▶ [REQUIREMENT]:
Reproduce the data below line for line, changing nothing.

▶ [SOURCE RECORDS]:
*-*-*
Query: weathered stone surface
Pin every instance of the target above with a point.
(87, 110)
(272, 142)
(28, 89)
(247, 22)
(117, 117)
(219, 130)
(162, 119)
*-*-*
▶ [RESULT]:
Query: weathered stone surface
Pin every instance of the target above with a point.
(87, 110)
(272, 142)
(28, 89)
(247, 22)
(117, 117)
(219, 130)
(162, 119)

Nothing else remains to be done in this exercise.